-- BEGIN ENTRIES --
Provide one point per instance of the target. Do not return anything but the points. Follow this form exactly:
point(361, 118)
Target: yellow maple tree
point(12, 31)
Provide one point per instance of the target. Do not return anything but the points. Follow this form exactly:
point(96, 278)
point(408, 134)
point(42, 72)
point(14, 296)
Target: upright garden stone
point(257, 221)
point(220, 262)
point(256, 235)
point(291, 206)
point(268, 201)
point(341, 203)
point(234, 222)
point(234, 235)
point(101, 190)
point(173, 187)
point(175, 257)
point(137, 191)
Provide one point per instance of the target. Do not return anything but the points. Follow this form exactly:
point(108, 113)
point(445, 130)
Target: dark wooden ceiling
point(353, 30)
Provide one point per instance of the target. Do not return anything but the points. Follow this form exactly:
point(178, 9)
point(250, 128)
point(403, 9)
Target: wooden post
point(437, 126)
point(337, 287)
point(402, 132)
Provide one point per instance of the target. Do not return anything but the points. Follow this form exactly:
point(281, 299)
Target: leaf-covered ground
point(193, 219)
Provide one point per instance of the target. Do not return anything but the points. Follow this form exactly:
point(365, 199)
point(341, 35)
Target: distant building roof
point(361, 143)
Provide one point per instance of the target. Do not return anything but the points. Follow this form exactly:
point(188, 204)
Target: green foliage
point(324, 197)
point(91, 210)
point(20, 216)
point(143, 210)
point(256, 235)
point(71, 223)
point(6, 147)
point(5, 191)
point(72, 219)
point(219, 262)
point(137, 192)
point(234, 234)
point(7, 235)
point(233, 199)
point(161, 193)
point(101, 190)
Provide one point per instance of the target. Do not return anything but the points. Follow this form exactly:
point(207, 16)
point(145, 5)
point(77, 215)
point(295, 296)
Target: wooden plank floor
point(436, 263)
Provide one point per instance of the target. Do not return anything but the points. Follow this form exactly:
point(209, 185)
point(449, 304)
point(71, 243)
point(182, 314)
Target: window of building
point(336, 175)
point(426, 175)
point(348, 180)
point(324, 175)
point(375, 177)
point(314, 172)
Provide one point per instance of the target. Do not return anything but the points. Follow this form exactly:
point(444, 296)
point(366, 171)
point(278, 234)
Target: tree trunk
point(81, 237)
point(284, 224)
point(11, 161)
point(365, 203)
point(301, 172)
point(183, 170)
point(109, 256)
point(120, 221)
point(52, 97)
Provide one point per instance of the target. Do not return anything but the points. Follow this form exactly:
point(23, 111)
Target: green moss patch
-- END ENTRIES --
• [GOAL OF THE EXERCISE] Please filter the records above down to the lines that contain the word "building", matching case exactly, and copy each such line.

• [ANSWER BELOW]
Target: distant building roof
Target: window of building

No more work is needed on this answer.